The required output is the line containing "of the flat" through the final line of the material below, printed exactly, with no other lines.
▬▬▬▬▬▬
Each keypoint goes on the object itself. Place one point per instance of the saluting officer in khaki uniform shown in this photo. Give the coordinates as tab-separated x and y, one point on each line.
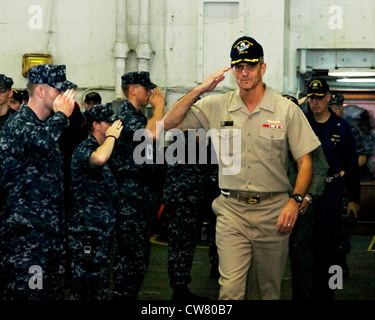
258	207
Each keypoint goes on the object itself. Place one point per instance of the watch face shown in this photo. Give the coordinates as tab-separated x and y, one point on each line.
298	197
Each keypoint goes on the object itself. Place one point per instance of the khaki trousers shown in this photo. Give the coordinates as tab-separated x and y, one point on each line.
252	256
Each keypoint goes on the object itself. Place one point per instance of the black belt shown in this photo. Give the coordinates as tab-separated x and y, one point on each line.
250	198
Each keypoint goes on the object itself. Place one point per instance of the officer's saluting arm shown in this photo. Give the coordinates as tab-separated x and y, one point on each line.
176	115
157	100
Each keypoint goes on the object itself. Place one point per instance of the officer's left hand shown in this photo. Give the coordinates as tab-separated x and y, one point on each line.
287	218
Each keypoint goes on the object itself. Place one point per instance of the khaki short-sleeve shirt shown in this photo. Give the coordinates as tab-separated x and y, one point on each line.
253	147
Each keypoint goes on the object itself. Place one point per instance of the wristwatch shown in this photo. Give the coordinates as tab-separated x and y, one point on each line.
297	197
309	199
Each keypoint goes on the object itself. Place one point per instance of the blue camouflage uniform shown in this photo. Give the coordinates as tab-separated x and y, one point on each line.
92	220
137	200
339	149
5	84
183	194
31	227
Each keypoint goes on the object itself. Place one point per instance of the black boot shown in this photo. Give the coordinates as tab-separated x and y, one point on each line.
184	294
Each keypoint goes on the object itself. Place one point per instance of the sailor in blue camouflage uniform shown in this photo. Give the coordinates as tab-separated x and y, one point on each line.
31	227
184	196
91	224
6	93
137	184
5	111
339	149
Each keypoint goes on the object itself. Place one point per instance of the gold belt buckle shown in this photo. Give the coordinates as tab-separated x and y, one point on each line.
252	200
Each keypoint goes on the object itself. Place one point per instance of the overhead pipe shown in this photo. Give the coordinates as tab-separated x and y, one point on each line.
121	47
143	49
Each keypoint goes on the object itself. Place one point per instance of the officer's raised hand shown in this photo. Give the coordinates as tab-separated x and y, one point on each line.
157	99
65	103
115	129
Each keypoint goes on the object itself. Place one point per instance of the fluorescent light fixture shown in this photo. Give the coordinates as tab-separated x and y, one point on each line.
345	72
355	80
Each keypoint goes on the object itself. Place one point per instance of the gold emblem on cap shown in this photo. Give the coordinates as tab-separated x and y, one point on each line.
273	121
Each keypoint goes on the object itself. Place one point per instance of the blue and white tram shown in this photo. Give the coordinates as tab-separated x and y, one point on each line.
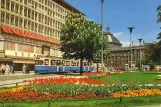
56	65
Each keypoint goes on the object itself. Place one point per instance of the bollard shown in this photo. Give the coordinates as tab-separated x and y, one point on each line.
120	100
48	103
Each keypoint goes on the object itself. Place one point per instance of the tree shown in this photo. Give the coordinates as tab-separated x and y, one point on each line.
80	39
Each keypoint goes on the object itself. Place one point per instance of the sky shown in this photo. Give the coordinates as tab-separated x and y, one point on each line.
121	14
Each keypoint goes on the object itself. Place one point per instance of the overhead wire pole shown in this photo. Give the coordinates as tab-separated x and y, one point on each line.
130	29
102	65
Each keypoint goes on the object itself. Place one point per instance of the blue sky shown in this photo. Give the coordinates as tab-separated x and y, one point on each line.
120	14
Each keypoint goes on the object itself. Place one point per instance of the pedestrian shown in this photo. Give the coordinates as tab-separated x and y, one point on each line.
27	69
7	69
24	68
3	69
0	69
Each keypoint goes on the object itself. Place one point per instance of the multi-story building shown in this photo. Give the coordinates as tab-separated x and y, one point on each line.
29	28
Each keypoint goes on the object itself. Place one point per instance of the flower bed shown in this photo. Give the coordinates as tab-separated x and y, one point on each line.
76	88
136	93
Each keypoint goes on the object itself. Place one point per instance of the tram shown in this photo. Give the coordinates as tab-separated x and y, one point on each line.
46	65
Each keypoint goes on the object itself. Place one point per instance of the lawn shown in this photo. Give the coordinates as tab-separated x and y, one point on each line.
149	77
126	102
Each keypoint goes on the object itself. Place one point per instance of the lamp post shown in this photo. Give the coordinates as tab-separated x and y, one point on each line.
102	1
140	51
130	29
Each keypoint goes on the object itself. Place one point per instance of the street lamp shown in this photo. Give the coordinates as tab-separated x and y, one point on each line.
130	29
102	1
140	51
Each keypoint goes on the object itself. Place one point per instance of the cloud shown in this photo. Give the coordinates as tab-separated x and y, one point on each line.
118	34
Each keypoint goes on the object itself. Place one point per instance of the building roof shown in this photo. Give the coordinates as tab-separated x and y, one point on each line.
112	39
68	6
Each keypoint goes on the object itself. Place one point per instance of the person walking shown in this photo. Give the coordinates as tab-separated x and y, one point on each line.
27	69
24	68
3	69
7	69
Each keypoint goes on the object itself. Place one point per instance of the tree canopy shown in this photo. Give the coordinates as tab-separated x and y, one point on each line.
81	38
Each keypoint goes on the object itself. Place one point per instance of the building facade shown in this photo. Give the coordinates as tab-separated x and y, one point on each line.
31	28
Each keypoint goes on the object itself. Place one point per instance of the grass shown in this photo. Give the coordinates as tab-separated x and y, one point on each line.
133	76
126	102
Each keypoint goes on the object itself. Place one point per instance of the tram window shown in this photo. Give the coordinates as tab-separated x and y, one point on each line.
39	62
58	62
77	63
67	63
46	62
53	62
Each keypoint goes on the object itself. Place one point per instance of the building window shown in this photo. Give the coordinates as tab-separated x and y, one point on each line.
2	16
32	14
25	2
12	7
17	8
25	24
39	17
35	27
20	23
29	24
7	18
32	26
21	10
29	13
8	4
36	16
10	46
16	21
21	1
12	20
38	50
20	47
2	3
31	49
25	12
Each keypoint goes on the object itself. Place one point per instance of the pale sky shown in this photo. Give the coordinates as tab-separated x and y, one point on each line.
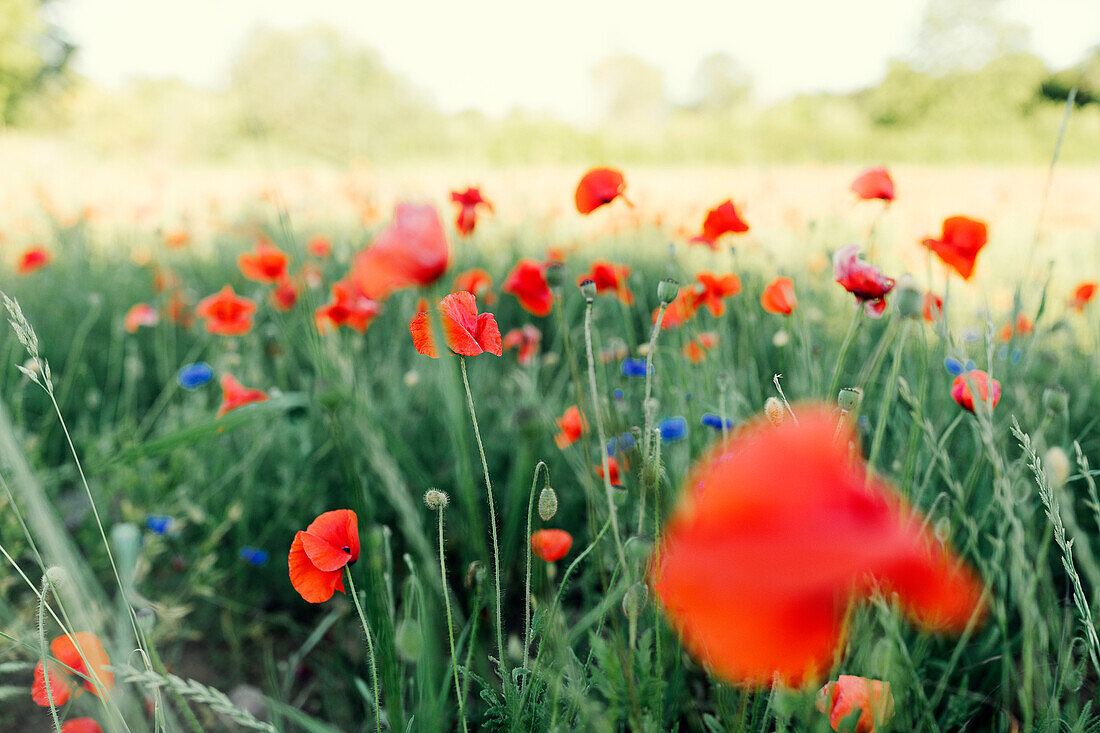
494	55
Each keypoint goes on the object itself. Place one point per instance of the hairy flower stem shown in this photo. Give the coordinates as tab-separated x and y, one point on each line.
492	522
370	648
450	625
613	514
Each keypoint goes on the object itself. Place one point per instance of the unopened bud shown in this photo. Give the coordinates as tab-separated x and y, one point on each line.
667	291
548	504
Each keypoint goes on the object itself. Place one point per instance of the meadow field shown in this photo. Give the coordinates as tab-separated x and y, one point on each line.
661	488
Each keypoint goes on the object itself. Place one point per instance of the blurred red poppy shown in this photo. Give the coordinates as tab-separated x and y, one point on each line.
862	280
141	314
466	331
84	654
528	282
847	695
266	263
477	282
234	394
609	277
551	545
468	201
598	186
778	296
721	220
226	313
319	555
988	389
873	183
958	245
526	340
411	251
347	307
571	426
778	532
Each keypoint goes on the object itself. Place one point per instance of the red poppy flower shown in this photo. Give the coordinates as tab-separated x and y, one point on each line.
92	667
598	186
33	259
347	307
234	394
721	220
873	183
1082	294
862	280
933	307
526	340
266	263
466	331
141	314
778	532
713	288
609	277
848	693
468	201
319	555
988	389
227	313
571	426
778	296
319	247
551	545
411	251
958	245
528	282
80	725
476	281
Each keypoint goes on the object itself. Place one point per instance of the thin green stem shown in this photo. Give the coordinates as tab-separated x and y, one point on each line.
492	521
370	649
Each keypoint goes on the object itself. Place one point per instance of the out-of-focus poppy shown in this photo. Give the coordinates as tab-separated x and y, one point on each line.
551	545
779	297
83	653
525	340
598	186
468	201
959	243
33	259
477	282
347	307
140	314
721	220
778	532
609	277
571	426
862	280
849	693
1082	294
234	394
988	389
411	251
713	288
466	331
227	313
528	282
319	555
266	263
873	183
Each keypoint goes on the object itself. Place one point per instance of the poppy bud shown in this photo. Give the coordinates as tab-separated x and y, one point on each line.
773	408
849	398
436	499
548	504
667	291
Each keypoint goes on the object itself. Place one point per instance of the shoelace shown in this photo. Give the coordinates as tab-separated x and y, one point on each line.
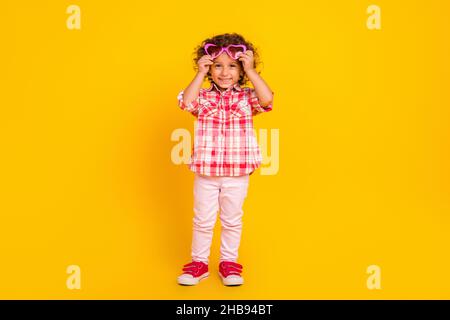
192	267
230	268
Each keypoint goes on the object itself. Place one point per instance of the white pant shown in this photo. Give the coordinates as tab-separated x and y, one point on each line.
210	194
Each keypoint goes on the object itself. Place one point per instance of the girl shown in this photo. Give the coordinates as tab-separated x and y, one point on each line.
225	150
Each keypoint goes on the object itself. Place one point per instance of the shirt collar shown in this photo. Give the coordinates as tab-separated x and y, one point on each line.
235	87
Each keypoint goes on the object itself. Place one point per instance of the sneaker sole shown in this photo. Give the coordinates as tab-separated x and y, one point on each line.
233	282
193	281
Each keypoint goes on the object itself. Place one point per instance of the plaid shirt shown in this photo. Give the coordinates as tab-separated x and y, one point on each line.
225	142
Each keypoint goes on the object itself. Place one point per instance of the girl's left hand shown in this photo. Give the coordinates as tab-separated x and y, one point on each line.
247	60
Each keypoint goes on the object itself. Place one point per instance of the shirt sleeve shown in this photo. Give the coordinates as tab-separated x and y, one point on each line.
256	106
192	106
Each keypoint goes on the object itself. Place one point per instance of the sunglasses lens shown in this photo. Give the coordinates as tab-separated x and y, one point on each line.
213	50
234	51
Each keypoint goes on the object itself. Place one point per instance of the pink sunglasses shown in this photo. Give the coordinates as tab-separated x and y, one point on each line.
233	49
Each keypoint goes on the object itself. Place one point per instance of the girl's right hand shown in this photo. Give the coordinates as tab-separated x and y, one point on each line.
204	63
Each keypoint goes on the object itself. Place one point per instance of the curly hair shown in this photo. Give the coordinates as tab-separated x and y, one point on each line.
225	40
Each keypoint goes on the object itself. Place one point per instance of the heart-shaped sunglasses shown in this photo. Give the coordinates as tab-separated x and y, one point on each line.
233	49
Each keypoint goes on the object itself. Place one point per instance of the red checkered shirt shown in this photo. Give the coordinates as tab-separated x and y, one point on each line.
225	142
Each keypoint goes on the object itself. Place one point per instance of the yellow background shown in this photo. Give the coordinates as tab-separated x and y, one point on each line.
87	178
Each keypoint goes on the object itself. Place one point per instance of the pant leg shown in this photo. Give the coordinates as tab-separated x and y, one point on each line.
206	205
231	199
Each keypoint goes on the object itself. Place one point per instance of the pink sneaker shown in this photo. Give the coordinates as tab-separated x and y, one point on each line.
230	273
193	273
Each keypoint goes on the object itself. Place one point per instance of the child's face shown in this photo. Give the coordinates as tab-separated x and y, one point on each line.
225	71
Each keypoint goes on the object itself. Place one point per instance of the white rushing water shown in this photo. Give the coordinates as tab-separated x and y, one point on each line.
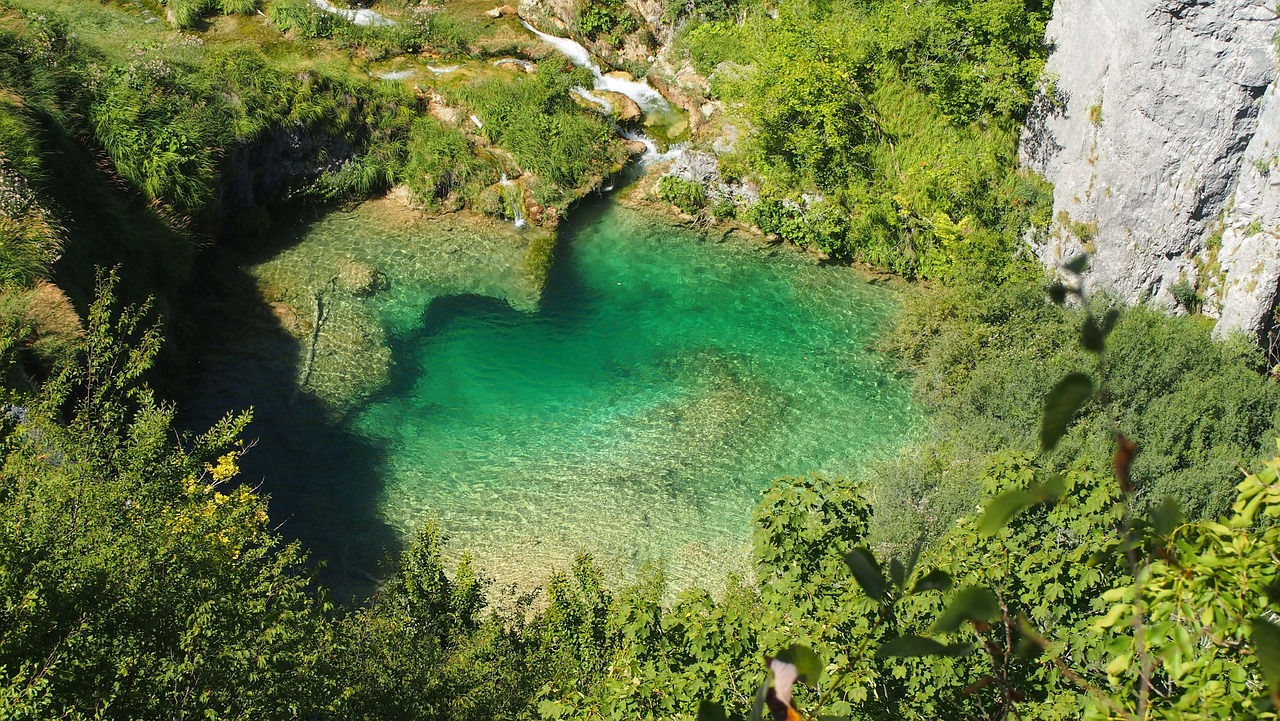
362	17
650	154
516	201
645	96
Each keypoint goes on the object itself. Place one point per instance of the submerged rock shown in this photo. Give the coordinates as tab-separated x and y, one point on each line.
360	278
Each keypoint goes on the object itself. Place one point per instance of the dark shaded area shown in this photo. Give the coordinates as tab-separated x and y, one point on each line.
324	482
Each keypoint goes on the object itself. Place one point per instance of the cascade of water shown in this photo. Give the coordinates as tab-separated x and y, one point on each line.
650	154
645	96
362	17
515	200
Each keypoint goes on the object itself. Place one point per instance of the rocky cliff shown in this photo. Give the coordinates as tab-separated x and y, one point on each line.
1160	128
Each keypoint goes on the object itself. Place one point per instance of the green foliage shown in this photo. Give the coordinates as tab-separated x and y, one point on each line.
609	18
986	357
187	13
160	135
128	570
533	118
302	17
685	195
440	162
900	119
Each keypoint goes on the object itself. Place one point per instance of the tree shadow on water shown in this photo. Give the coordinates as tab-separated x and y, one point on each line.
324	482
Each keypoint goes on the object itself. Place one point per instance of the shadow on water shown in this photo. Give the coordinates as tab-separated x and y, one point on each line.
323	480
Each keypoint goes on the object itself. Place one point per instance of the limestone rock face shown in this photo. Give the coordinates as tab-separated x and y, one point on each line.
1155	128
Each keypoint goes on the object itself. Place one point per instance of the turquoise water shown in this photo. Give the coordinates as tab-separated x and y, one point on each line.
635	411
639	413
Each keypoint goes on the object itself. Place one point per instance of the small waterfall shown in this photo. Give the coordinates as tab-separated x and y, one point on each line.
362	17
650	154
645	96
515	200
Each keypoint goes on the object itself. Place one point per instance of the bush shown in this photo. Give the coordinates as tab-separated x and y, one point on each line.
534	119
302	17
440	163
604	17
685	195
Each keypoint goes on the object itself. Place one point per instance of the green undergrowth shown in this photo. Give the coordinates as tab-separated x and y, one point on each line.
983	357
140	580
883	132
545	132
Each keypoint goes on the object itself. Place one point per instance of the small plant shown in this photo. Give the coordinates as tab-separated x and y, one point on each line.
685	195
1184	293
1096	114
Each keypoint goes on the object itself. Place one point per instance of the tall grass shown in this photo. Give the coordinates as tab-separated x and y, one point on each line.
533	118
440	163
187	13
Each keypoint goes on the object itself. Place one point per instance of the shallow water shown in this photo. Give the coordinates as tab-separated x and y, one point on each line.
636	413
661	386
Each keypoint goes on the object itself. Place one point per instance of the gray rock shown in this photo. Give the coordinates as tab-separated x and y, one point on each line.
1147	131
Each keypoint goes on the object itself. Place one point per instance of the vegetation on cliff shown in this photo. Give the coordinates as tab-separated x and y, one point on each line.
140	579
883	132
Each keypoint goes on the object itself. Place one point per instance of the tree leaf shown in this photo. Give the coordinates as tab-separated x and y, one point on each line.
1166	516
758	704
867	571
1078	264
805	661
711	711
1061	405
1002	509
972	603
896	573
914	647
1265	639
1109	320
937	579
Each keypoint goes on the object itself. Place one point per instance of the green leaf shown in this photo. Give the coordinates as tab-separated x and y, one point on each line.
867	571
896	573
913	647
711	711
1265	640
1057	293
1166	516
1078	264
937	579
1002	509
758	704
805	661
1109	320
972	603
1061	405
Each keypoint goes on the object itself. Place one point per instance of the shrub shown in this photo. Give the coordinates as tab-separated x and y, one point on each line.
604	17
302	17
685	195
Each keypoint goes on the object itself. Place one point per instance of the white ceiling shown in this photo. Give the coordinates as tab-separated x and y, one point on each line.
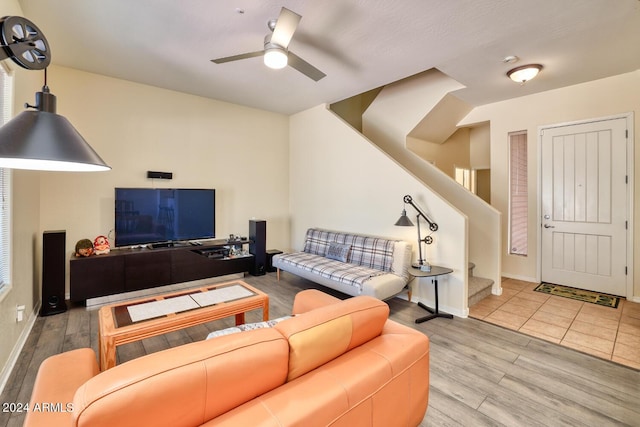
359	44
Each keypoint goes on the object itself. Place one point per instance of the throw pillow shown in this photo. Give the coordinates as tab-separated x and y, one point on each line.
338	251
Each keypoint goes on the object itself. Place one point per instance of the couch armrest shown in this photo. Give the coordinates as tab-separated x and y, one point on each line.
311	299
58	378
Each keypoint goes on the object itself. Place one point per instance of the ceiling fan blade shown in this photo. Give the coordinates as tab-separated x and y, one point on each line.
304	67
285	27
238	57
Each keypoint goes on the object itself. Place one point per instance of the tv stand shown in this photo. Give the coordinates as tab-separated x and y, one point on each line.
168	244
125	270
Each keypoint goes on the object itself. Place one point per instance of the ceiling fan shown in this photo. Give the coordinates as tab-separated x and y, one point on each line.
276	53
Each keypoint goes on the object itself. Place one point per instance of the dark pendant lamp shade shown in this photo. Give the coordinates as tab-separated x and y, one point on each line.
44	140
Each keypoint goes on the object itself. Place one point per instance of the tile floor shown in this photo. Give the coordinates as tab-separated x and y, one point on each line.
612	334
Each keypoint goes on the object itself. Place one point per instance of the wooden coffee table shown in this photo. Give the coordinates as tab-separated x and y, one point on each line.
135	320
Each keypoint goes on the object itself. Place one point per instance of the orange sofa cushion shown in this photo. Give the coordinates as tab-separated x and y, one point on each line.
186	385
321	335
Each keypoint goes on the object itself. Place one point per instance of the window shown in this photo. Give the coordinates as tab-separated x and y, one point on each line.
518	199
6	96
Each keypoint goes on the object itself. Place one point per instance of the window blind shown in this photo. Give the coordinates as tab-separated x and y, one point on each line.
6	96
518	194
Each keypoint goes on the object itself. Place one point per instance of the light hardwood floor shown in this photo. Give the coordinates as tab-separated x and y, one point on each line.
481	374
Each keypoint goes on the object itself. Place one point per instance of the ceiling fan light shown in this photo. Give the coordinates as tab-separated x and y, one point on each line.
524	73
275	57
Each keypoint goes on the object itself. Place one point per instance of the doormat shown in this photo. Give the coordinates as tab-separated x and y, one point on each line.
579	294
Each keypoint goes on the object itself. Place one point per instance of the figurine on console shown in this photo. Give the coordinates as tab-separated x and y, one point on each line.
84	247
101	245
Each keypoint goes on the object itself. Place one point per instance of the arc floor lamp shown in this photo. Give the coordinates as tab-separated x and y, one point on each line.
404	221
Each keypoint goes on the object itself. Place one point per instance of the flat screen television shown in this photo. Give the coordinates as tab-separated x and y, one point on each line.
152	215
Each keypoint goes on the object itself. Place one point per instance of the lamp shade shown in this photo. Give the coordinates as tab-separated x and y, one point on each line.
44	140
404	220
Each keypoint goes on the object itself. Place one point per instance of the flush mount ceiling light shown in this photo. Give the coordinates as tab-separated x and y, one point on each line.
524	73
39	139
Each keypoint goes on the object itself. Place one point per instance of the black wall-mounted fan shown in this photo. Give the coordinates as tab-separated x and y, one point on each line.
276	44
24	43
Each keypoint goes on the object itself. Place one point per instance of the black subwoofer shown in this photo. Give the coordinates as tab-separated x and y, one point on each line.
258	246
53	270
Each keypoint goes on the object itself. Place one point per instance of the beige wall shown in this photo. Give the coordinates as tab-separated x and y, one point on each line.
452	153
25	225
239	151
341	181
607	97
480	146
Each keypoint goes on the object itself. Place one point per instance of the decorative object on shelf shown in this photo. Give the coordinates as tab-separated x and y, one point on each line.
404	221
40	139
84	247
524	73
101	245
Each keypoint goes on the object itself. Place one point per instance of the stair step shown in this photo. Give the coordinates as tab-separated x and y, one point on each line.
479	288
▬▬▬▬▬▬
▸ EXERCISE RESULT
Each keypoint goes on the object itself. Place one point per instance of the flat screen television shown in this photo. Give the coordinates as tab-separated x and y, one point on each line.
152	215
Each keypoint goes on the object itself. Place one point per instance of the lamp shade shown in this photo. Give the coordinates as tab-separated x and y, one point on each line.
44	140
404	220
Each keypoint goes on the object itself. Place one point per instance of the flush mount ceiling light shown in this photo. Give the coordinates as tab-separated x and y, one point on each line.
524	73
39	139
Each keypoint goes on the object itself. Place one point per instance of the black wall-mounted fan shown in this photo. Give the coordinates as tab-separated x and y, one point on each line.
276	44
24	43
Each keypoint goes on the object itself. Place one point per instance of the black subwoofer shown in this photo. Give the coordinates as tab-separated x and y, one point on each line.
258	246
53	270
Each keypoint goes on the object itself. Place one point per instance of the beige wall shown in this photo. Give the coordinates as tab-separated x and y, one point on each line.
452	153
25	225
239	151
341	181
607	97
480	146
Each keypoint goes on the object itself. Place one point per instance of the decorative object on shelf shown in this photo. Give the coordinates as tab-separated x and y, one point on each line.
404	221
40	139
84	247
524	73
101	245
Each keypoint goes on the object itself. Place one point per instance of the stair step shown in this photo. Give the coordinates as tab-separated x and y, one point on each line.
479	288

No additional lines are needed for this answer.